_Kutipan Terpilih_:
# # #
Oleh: R. Andika Putra Dwijayanto, S.T. *)
Persepsi publik terkait nuklir lebih banyak yang ngaco ketimbang lurus. Masyarakat lebih mengetahui hal-hal ‘mengerikan’ terkait nuklir alih-alih potensi manfaatnya yang luar biasa. Apa yang ada di benak masyarakat dengan realita sains dan teknologi nuklir yang sebenarnya masih terdapat jurang yang sangat lebar. Dan ini bukan hal yang patut dipelihara.
Kekeliruan pemahaman ini banyak terjadi pada aspek radiasi. Publik banyak mengira bahwa radiasi itu sesuatu yang berbahaya dan mengerikan. Padahal tiap hari manusia dihujani oleh radiasi dari bumi dan langit… secara harfiah. Tanah mengandung uranium dan thorium dalam konsentrasi kecil, keduanya memancarkan radiasi gamma, termasuk dari isotop hasil luruhnya. Manusia juga menerima radiasi kosmik yang berasal dari luar angkasa. Radiasi adalah bagian alami dari kehidupan.
Tapi Kepala Bapeten malah makin menambah kacau perspektif soal radiasi nuklir.
Akhir September kemarin, Kepala Bapeten, Jazi Eko Istiyanto, mengatakan bahwa “kelompok teroris” yang diringkus di Bandung berniat menggunakan “senjata nuklir” dengan menyebut-nyebut thorium. Oleh jurnalis yang minim pemahaman terkait nuklir, pernyataan ini ditafsirkan sebagai senjata nuklir dalam arti sebenarnya, yakni bom nuklir. Padahal yang mungkin dibuat dengan thorium itu, seandainya “kelompok teroris” itu mengerti, hanya sejenis dirty bomb.
Pernyataan terkait “kelompok teroris” dan thorium itu menuai banyak respon di media sosial. Sebagian diantaranya mengejek dan meremehkan soal kemampuan “kelompok teroris” untuk membuat senjata nuklir. Namun, yang dipahami warganet itu justru senjata nuklir dalam artian bom nuklir. Artinya, jurang pemahaman itu nyata adanya.
# # #
_Daftar Tersedia_:
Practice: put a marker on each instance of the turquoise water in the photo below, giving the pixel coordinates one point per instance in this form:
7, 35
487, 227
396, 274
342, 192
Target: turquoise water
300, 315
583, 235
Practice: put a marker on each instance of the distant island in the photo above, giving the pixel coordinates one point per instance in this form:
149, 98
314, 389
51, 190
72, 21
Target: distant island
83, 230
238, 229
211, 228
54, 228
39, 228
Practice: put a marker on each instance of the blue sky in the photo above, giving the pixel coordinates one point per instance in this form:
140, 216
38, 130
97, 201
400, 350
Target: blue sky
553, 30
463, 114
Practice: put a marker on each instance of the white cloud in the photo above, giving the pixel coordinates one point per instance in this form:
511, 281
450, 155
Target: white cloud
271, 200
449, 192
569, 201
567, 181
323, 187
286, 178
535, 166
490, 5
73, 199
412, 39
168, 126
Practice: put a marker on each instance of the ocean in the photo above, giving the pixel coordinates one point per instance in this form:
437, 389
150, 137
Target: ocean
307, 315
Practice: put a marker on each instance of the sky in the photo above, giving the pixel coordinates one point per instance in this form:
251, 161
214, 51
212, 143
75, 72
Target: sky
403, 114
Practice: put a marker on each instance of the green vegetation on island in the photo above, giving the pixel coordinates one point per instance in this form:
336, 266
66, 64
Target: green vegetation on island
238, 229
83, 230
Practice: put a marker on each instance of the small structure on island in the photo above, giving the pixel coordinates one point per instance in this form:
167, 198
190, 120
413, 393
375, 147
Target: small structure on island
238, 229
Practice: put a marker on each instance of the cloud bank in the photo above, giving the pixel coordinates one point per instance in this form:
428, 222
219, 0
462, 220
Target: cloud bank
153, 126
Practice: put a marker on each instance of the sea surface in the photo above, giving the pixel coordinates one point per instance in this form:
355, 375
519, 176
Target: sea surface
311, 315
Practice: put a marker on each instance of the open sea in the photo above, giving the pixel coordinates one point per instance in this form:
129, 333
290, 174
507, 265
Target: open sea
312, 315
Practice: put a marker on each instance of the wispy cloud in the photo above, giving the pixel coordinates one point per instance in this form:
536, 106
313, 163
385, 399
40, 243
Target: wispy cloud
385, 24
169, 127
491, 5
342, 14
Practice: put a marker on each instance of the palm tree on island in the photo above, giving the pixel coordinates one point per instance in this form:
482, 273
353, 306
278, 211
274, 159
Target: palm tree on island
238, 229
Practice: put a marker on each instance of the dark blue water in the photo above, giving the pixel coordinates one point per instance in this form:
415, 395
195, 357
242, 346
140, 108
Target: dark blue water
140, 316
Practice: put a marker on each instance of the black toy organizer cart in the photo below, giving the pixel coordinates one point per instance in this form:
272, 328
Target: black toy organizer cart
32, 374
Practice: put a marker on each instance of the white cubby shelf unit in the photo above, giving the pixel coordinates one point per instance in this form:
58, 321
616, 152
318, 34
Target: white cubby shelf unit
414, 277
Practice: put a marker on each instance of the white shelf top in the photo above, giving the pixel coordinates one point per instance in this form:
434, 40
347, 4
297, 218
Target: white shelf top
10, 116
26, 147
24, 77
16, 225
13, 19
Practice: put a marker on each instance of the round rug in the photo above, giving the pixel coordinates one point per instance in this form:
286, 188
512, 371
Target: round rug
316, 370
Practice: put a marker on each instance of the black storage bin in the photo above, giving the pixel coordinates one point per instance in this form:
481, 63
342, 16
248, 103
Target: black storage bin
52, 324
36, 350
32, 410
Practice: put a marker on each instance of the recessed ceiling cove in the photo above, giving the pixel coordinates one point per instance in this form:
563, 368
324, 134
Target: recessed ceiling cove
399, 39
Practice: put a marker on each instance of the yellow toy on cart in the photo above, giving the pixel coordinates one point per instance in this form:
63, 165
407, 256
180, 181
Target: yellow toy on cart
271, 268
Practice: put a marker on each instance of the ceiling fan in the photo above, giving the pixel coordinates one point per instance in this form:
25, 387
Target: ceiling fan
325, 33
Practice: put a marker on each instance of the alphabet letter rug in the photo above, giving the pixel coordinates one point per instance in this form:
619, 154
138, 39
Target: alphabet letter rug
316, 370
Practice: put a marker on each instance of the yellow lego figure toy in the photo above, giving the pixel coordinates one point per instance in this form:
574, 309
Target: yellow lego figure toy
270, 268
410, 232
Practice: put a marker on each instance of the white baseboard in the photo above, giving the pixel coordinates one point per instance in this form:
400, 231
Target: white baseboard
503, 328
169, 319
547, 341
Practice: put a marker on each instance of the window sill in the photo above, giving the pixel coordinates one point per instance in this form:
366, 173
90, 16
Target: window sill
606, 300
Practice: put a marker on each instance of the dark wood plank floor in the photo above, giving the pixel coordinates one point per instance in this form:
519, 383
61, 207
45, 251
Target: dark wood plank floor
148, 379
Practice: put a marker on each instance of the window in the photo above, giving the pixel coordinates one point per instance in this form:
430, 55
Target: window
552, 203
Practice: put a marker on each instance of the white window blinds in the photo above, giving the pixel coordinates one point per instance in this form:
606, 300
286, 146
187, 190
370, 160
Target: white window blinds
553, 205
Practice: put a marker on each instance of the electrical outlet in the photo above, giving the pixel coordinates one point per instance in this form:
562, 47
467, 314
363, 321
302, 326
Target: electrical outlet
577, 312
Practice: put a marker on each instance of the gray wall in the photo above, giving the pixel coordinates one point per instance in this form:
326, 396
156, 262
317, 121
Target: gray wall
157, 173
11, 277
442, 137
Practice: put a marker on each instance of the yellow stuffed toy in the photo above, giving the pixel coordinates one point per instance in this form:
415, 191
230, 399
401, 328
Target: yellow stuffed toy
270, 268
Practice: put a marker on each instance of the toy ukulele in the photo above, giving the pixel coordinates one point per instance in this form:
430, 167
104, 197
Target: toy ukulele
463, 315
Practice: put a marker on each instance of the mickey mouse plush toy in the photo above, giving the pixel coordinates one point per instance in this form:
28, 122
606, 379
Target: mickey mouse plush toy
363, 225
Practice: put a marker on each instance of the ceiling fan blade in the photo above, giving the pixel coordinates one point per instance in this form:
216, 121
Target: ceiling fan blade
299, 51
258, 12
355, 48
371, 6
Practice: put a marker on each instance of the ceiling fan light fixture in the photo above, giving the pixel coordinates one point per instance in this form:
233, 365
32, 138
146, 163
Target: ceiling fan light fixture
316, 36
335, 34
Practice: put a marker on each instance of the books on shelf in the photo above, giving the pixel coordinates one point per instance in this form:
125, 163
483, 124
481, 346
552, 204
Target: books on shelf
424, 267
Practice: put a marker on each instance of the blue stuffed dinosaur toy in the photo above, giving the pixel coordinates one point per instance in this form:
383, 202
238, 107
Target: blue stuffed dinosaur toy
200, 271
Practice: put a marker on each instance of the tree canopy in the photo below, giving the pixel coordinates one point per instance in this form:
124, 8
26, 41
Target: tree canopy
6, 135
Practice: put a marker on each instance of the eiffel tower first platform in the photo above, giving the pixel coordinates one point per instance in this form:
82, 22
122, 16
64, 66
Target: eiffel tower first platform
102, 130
# # #
_Butir Tugas_:
Ubah kutipan tentang persepsi publik terhadap nuklir dengan menuliskannya kembali mulai dari "Persepsi publik terkait" dan terus sampai "yang patut dipelihara.". Ganti kata "jurang" dengan "kesenjangan".

_Ruang Jawaban_:
Persepsi publik terkait nuklir lebih banyak yang ngaco ketimbang lurus. Masyarakat lebih mengetahui hal-hal ‘mengerikan’ terkait nuklir alih-alih potensi manfaatnya yang luar biasa. Apa yang ada di benak masyarakat dengan realita sains dan teknologi nuklir yang sebenarnya masih terdapat kesenjangan yang sangat lebar. Dan ini bukan hal yang patut dipelihara.